START
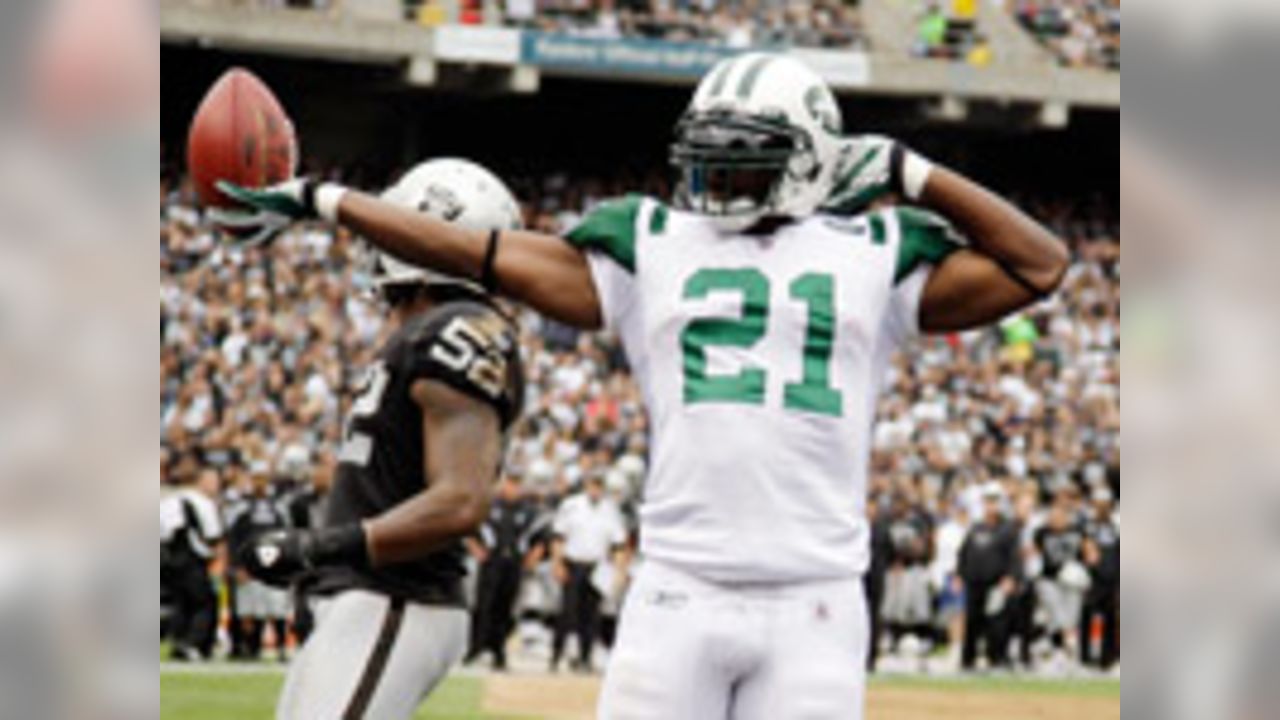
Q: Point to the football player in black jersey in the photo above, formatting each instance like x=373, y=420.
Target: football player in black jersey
x=423, y=446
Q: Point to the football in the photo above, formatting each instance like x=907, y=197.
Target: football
x=240, y=133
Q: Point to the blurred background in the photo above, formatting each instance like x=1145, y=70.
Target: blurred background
x=572, y=103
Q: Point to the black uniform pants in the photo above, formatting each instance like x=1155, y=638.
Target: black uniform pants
x=1101, y=601
x=981, y=627
x=493, y=618
x=580, y=613
x=873, y=584
x=195, y=606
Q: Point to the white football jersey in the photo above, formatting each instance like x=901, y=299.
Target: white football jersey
x=759, y=359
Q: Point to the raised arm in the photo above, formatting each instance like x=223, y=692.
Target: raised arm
x=1010, y=263
x=542, y=270
x=538, y=269
x=1010, y=260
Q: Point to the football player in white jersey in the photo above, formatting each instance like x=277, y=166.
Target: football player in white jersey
x=758, y=327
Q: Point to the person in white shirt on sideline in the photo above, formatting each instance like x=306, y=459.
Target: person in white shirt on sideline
x=190, y=536
x=588, y=527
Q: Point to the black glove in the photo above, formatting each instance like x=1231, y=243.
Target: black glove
x=279, y=557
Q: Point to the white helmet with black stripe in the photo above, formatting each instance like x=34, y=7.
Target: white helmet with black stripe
x=448, y=188
x=759, y=139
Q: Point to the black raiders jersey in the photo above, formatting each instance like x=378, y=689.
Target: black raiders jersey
x=472, y=349
x=1059, y=547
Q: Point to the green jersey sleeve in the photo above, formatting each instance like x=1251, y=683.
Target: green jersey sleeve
x=923, y=238
x=611, y=229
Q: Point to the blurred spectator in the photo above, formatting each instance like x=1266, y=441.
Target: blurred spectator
x=506, y=545
x=1080, y=32
x=807, y=23
x=988, y=566
x=256, y=604
x=1102, y=601
x=190, y=536
x=950, y=33
x=588, y=528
END
■ STATED GOAL: Copy out the lines above word for word, without the picture.

■ EXERCISE ANSWER:
Q: Point to the football player in black jersey in the photo above, formatting each instance like x=373, y=420.
Target: football player in black jersey
x=423, y=446
Q: Point to the football in the photo above, formatting each instance like x=907, y=197.
Target: football
x=240, y=133
Q: Point to the blurred background in the photo above, formatting each instance like x=1145, y=70.
Target: blurred background
x=572, y=103
Q: Point to the black uniform pants in the photo above, formatting each instance like x=1155, y=638.
Target: black uniform pants
x=1101, y=601
x=981, y=627
x=493, y=618
x=580, y=613
x=873, y=584
x=195, y=606
Q: Point to the white football jersey in the photo above, formatting each instance like x=901, y=299.
Target: white football jersey
x=759, y=359
Q: Point to the raised arm in the photo above, formatting each instance like x=223, y=692.
Target: raised arm
x=1010, y=263
x=542, y=270
x=538, y=269
x=1010, y=260
Q: Point to the football player in white jersey in the photo above, formatting each instance like x=277, y=166.
Target: football player in white jersey
x=758, y=327
Q: Point to the person in white shirt on sideline in the photo above, formatting each instance like x=306, y=459.
Target: person in white shirt on sideline
x=190, y=536
x=588, y=527
Q: Point to the black glove in the photo above, formatting each instance like x=1231, y=243.
Target: black glove
x=279, y=557
Q: Point to the white helmet with black stripe in the photo above, formatting each instance like x=34, y=7.
Target: white helmet with black stripe
x=448, y=188
x=759, y=139
Q: Point to the black raiders jersey in the photo above, formatting each instance like x=378, y=689.
Target: black raiders jersey
x=472, y=349
x=1059, y=547
Q: Point to the green jersey sleeve in the photo above, formatting each instance like x=1251, y=683.
Target: green jersey sleeve
x=923, y=238
x=611, y=229
Q: Point to the blurred spectator in the photo above, formatting each instance like x=1266, y=441.
Target: blurred spectator
x=506, y=545
x=1080, y=32
x=807, y=23
x=988, y=566
x=256, y=604
x=1102, y=601
x=190, y=536
x=950, y=33
x=588, y=528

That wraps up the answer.